Extracted entries
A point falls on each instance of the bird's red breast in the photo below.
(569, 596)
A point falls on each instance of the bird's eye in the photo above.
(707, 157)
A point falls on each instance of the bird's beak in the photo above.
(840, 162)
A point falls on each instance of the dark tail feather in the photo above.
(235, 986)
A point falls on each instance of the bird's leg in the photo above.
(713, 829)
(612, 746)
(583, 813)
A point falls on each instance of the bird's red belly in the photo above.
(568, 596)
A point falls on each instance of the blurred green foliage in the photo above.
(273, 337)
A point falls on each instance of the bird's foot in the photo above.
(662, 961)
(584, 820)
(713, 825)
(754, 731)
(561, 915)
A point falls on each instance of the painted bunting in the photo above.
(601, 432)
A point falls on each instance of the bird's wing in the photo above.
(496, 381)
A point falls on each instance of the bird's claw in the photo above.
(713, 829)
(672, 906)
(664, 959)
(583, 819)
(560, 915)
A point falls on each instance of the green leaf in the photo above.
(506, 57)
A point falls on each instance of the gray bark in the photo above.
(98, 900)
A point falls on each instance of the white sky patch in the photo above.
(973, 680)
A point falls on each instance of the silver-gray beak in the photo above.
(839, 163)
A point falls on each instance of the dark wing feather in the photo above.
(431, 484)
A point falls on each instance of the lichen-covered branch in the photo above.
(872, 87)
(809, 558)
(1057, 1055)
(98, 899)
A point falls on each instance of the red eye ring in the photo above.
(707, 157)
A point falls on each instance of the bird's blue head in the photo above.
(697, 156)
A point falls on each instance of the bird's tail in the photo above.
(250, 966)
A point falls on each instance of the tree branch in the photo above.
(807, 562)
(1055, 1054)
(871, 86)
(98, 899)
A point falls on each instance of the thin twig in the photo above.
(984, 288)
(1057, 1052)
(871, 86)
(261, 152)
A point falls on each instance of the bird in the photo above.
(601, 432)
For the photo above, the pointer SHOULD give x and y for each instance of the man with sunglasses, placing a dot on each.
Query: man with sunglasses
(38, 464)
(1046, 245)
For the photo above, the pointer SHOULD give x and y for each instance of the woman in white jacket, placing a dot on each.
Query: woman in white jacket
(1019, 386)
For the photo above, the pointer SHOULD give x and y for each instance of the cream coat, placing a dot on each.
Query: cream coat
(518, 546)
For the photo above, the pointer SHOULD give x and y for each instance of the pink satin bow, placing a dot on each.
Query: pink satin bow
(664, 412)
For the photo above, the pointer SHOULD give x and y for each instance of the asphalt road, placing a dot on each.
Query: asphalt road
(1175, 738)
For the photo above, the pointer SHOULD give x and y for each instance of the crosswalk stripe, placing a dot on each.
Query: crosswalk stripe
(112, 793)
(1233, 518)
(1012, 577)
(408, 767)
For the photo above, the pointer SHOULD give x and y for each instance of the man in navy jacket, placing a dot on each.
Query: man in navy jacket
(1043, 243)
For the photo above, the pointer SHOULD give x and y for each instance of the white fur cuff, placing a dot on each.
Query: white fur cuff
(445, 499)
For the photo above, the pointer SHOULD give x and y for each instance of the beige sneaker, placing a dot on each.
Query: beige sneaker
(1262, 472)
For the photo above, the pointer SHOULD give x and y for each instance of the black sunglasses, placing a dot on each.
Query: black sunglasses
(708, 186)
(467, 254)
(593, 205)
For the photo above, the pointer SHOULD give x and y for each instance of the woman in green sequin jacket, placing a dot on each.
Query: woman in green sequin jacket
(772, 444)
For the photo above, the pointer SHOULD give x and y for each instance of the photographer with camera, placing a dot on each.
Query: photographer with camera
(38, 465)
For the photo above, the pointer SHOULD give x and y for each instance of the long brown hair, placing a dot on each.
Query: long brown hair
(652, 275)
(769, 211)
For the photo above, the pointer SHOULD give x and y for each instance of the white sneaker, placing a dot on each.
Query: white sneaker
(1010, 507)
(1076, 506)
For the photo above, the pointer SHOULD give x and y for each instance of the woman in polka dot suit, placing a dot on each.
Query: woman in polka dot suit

Work to do
Copy out every line from the one containing "sequin jacket, placing a dot on each." to the end of the material, both ends included.

Written answer
For the photo above, the pointer SHOULD give x and y for each instance of the woman in green sequin jacket, placing a dot on each.
Query: woman in green sequin jacket
(772, 444)
For the photo above, the pointer SHOULD give x and y for each instance of the photographer with camera, placing a dot on each.
Query: photographer with camera
(38, 465)
For the photo above, the pointer SHOULD give x and y for each instance of the long brown hair, placing a dot on each.
Query: long brown hair
(652, 275)
(769, 211)
For the photo above, the pointer SHOULD give x and y for each instance of the white sneaker, placing a dot on each.
Query: white sneaker
(1010, 507)
(1076, 506)
For the photo above, the pointer SHOULD give x and y for each instance of the woman in polka dot suit, placing a dot on each.
Query: woman in polka dot suit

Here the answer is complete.